* **What you are asked to do**:
What are the lines, word for word, from the line with "the sky as a single point per instance." up to and including the line with "Query: white collared shirt" in the records below? Omit the pictures.

Saved entries
========================================
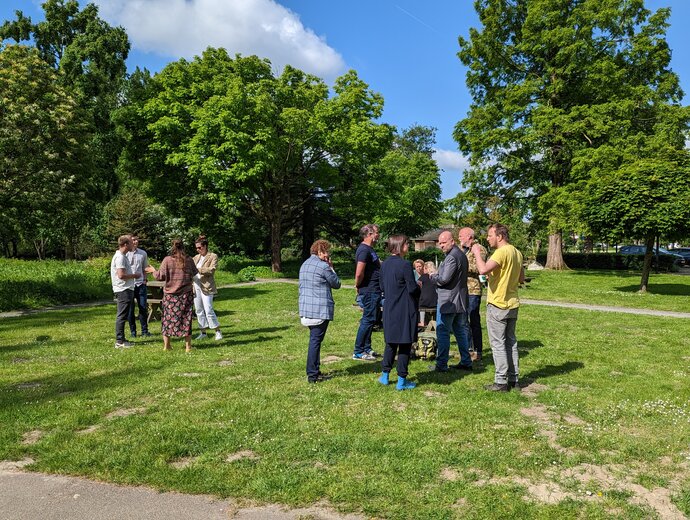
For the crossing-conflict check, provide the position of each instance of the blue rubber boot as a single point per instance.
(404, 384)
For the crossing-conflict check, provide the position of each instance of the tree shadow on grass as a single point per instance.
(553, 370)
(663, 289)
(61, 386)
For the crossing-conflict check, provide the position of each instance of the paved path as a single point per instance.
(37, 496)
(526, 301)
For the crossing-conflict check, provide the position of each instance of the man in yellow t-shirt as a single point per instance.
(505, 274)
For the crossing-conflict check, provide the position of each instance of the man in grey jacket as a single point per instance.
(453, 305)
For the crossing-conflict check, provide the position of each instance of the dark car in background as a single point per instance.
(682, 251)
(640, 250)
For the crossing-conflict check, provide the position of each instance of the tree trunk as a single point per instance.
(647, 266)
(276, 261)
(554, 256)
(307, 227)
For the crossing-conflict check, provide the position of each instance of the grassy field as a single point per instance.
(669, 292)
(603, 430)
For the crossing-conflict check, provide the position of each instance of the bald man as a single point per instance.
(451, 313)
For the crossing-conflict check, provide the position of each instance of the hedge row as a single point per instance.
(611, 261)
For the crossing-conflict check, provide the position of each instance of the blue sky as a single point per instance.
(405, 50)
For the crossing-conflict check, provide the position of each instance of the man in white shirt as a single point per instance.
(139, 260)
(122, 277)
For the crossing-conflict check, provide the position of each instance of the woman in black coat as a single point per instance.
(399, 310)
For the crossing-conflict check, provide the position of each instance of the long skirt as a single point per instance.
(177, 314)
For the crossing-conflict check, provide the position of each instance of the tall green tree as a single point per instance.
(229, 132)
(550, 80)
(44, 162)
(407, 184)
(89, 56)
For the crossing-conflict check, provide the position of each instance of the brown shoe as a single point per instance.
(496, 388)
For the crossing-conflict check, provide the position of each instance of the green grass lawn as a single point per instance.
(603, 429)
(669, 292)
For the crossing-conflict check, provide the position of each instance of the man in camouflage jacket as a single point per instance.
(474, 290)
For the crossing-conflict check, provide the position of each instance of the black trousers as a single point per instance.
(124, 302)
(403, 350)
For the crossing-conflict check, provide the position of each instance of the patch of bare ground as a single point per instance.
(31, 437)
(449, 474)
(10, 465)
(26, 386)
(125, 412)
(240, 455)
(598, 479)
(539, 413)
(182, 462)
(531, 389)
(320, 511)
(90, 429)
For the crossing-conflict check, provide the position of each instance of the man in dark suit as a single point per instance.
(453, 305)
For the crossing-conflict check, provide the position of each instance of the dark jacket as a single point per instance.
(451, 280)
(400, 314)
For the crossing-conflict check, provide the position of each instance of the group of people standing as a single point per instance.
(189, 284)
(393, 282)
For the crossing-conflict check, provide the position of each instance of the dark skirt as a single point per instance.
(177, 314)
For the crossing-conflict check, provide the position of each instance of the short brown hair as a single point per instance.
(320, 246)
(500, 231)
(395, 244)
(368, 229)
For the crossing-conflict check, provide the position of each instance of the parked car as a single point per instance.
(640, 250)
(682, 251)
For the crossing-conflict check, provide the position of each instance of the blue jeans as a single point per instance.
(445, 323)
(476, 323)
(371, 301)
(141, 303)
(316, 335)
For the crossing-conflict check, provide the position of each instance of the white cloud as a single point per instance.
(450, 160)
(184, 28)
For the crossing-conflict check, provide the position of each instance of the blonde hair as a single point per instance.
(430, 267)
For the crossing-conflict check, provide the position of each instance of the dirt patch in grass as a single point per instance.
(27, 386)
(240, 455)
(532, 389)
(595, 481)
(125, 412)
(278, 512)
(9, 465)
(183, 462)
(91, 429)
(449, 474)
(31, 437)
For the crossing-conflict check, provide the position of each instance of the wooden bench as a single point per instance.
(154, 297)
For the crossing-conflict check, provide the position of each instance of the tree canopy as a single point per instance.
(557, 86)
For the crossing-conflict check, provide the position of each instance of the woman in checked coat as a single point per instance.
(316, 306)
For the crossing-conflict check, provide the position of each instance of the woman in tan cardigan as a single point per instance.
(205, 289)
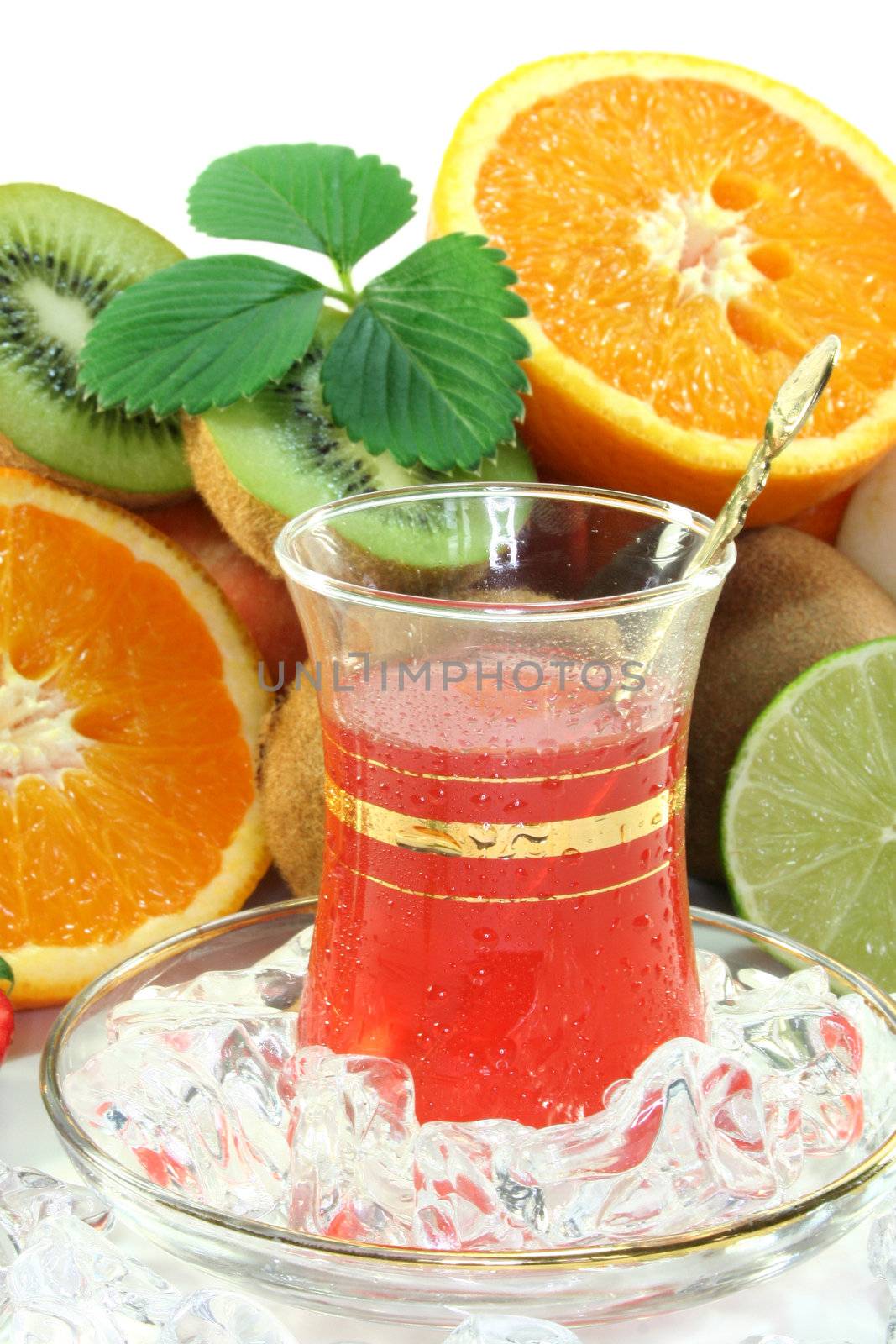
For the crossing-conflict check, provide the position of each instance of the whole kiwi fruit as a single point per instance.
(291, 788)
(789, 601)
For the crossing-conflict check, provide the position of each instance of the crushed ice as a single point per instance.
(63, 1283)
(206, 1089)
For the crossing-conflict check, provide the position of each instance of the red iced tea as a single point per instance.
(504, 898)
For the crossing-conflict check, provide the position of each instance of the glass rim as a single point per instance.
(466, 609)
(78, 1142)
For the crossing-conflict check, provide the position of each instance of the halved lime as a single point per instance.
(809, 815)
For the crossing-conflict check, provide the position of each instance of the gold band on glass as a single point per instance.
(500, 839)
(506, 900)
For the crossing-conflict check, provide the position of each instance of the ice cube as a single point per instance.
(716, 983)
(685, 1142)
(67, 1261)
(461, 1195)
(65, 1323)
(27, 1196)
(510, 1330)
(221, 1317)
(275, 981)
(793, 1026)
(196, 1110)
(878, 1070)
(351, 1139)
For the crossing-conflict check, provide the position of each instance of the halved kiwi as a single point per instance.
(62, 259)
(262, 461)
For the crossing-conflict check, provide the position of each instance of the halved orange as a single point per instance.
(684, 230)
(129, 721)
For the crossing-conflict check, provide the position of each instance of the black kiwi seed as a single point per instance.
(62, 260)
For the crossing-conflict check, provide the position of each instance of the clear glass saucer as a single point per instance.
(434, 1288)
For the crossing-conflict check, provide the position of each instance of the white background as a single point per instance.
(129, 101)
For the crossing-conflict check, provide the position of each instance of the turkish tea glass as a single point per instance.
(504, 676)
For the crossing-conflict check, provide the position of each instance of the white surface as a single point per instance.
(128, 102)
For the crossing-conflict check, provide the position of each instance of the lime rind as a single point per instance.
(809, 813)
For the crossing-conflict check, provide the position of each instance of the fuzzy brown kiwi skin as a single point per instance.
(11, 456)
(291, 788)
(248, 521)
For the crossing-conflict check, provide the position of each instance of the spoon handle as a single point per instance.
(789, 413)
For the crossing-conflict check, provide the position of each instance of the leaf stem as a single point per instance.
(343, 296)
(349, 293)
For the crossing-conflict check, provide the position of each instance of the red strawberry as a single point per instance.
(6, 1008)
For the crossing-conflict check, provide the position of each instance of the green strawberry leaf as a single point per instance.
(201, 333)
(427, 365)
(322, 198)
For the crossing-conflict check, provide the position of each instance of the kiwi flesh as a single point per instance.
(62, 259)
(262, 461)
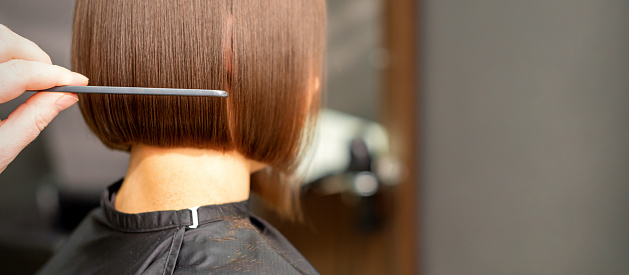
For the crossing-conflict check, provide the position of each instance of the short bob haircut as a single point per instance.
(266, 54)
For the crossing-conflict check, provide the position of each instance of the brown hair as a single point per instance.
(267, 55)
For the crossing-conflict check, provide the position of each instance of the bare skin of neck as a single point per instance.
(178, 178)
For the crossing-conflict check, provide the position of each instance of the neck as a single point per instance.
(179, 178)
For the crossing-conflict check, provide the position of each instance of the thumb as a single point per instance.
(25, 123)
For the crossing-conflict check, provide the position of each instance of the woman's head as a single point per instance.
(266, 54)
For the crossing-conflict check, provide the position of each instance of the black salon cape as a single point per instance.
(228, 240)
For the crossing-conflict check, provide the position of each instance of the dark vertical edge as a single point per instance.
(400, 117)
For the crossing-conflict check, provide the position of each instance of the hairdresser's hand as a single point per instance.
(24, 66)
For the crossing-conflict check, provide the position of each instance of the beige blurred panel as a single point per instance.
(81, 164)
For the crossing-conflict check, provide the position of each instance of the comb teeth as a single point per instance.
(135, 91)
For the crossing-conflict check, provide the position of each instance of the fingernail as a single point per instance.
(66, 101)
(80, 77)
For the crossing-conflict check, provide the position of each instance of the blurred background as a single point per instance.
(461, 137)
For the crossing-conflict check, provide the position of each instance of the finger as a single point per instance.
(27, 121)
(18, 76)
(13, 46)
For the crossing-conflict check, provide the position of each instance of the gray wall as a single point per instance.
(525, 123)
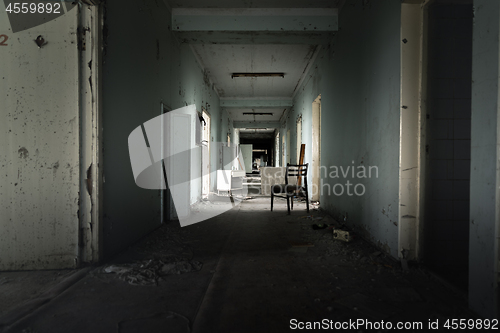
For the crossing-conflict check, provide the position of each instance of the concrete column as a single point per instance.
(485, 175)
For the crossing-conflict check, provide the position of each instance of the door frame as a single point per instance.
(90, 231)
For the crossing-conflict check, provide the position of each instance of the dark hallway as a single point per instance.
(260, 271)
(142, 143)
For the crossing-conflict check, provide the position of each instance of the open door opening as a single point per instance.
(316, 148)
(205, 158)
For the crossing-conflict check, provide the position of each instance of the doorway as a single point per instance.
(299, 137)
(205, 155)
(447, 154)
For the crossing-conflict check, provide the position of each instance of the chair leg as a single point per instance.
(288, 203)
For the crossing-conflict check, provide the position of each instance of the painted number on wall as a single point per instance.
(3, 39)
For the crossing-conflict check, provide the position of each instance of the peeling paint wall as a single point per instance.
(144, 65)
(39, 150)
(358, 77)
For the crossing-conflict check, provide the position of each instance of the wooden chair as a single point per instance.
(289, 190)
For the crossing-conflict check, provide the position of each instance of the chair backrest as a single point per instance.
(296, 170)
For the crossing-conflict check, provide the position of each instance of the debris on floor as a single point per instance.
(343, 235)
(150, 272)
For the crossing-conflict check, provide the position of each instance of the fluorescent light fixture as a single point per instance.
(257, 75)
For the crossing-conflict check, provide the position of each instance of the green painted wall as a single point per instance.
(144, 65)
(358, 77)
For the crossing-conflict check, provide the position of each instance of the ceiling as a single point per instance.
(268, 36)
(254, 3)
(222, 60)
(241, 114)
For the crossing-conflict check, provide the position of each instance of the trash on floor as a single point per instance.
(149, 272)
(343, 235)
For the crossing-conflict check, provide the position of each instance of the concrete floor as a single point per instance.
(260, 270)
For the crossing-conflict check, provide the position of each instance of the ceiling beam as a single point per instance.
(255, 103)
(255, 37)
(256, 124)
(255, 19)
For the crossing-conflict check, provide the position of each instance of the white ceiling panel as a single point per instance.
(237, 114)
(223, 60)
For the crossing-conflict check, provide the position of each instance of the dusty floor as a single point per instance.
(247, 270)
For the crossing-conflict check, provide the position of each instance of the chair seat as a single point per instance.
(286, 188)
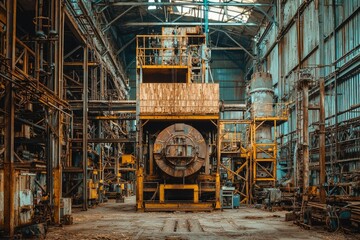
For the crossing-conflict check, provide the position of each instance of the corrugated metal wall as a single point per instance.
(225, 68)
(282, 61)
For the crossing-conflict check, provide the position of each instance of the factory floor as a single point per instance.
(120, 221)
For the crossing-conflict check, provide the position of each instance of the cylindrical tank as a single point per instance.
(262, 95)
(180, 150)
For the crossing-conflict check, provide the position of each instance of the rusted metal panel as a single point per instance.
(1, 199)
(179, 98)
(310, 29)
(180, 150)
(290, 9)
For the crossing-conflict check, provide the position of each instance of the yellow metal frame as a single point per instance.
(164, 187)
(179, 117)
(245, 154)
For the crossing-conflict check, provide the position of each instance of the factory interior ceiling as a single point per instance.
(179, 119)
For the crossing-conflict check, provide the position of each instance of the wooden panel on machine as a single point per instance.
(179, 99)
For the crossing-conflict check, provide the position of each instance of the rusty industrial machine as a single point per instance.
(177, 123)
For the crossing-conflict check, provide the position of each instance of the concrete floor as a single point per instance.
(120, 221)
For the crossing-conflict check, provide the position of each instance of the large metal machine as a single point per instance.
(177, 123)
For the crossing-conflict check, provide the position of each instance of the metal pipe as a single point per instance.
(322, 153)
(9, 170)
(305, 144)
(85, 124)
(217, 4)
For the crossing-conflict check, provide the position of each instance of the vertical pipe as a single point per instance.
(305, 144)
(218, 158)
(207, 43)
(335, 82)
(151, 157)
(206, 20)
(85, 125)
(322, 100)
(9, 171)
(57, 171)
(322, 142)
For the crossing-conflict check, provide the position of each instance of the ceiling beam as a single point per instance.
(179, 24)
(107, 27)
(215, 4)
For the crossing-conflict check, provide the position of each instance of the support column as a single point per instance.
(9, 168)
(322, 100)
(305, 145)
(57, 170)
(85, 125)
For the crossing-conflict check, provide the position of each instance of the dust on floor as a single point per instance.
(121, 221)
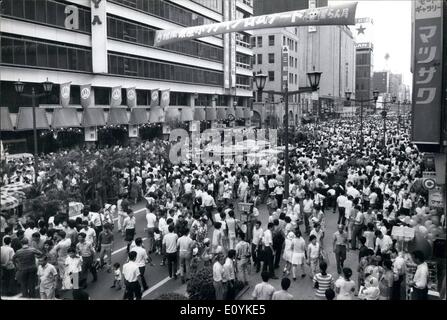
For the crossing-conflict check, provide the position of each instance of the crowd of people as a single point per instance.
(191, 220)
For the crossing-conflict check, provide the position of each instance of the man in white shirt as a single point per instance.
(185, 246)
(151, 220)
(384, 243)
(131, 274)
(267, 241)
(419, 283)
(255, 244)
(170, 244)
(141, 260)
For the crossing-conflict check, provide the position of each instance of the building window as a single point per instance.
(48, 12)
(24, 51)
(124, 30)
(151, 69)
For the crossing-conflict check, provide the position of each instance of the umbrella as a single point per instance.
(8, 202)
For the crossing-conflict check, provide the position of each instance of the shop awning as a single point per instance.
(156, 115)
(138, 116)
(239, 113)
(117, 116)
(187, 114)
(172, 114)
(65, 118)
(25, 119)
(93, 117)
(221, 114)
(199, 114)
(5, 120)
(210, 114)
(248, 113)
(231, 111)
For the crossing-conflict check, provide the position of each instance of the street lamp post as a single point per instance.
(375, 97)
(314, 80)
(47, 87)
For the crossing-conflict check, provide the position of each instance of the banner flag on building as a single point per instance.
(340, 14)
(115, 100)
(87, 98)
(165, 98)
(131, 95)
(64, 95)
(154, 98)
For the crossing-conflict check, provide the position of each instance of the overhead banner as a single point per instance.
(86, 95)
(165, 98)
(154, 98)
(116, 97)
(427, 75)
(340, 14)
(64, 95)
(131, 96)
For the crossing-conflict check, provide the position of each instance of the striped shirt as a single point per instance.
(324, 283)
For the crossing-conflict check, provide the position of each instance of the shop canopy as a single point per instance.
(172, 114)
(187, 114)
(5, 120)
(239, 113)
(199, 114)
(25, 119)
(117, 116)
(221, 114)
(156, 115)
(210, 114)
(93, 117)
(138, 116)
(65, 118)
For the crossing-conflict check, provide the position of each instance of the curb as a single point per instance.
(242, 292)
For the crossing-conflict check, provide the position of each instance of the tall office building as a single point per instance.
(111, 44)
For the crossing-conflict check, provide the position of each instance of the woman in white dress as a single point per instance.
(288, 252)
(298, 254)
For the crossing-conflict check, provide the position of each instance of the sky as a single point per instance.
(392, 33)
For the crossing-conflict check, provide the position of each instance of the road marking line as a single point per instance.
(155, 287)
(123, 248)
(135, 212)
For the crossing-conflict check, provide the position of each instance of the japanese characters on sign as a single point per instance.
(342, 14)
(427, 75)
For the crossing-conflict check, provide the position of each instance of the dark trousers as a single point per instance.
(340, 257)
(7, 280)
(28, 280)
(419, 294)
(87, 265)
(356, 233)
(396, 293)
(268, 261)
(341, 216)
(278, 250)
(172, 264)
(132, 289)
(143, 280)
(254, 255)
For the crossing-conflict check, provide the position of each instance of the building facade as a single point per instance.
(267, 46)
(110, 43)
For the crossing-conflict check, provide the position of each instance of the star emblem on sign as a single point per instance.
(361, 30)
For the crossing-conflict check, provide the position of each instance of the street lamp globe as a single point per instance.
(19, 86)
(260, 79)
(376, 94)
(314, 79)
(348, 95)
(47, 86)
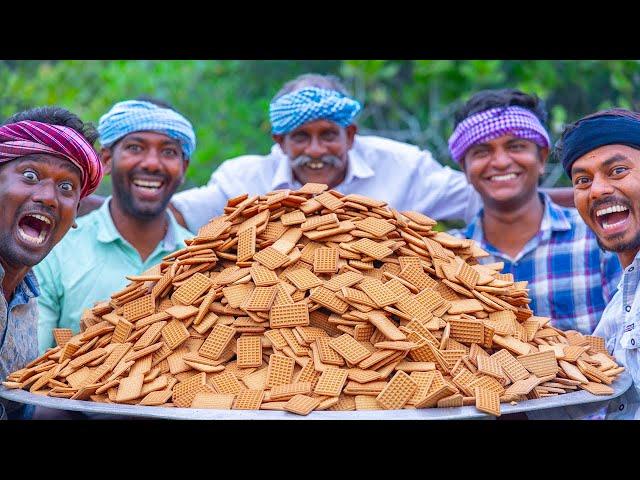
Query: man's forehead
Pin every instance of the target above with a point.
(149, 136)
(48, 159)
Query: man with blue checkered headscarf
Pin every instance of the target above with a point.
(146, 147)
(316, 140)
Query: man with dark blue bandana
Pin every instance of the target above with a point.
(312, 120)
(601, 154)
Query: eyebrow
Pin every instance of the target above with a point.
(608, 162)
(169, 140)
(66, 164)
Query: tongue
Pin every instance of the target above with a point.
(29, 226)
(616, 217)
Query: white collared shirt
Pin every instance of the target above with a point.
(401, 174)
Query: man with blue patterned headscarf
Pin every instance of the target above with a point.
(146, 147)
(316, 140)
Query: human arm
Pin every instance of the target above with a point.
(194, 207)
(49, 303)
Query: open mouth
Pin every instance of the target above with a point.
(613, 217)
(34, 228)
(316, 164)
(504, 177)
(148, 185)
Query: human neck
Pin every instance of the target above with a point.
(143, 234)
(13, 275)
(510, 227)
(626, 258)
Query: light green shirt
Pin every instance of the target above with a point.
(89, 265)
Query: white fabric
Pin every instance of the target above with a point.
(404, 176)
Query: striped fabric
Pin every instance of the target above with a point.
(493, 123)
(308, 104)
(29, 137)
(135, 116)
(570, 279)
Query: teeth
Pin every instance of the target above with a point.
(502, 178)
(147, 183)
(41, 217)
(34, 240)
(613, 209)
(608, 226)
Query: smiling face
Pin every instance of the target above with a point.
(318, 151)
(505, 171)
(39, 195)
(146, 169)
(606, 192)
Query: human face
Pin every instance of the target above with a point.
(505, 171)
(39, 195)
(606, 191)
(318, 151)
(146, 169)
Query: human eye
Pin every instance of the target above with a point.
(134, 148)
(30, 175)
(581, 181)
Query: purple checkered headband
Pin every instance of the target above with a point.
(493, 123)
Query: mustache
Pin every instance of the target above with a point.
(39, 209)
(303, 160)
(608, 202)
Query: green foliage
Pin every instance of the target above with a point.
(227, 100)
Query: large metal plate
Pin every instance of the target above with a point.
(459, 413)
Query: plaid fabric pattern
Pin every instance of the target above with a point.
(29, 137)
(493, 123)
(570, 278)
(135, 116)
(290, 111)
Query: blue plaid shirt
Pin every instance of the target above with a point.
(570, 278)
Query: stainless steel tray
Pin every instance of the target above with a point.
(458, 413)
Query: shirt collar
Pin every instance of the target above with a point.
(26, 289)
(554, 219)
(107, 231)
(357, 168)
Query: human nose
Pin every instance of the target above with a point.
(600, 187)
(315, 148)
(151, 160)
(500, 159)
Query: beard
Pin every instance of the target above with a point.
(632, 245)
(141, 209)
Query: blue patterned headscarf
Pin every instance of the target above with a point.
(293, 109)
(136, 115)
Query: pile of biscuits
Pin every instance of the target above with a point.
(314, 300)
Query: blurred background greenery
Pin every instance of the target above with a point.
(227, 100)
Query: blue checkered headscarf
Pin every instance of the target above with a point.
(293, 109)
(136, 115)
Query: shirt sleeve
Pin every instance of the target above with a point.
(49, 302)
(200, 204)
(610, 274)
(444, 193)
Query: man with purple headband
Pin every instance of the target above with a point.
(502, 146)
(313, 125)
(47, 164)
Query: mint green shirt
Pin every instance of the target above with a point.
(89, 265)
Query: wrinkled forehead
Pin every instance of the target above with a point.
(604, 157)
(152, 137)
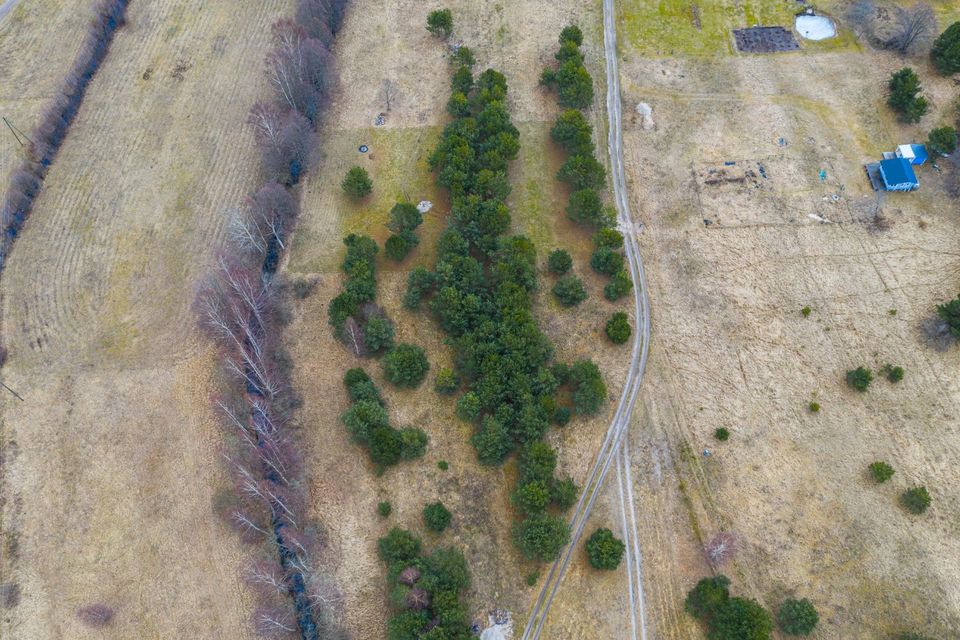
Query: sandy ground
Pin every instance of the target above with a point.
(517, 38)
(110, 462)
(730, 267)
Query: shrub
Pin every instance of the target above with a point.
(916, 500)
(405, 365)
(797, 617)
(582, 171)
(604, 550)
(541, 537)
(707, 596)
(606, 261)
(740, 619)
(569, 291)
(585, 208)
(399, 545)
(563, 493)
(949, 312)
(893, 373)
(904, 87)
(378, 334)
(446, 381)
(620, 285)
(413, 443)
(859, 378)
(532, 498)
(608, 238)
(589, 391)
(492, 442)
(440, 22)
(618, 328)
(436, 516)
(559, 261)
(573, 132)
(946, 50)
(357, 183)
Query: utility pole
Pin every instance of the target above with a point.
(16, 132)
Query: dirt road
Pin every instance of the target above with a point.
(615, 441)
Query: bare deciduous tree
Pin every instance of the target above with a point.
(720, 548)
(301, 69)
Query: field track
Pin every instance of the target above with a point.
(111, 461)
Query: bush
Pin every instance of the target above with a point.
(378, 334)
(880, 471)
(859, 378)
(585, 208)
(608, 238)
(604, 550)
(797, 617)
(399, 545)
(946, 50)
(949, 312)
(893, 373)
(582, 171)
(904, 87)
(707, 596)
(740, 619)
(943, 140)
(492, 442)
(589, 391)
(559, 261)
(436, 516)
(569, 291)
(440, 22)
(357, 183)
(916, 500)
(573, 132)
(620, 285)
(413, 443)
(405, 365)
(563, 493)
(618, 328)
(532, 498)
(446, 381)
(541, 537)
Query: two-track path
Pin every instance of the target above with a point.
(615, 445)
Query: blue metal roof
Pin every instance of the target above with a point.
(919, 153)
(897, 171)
========================================
* **Answer to the problem**:
For the crossing-conflict check, provide the position of each instance of the sky as a single point per instance.
(392, 33)
For the crossing-conflict check, provide the position of each instance of the road marking line as a single point per instance.
(155, 287)
(123, 248)
(135, 212)
For the crossing-conflict check, provide the position of each instance of the japanese characters on sign as a single point per instance.
(342, 14)
(427, 75)
For the crossing-conflict check, provide the position of each instance of the dark trousers as a single point per instance.
(340, 257)
(7, 280)
(28, 280)
(419, 294)
(87, 265)
(356, 233)
(396, 293)
(268, 261)
(341, 216)
(278, 250)
(172, 264)
(132, 289)
(143, 280)
(254, 255)
For the crossing-conflict check, provide the position of each instance of the building facade as a single point per instance.
(267, 46)
(110, 43)
For the crossing-conflict check, provide the position of each instance of the star emblem on sign as a single point per instance.
(361, 30)
For the crossing-conflict check, provide the position of each instance of the street lamp globe as a single point per instance.
(19, 86)
(260, 79)
(376, 94)
(314, 79)
(348, 95)
(47, 86)
Query: man's forehead
Pin every instance of the target above with a point.
(149, 136)
(48, 159)
Query: man with blue checkered headscarf
Pin every instance of the target above with a point.
(146, 147)
(316, 140)
Query: man with dark blue bandana
Pin every instance of the target above with a point.
(312, 120)
(601, 154)
Query: eyebrow
Pin every instance of the target above with a point.
(608, 162)
(169, 140)
(66, 164)
Query: tongue
Pin every instance of the target above with a point.
(29, 226)
(616, 217)
Query: white collared shirt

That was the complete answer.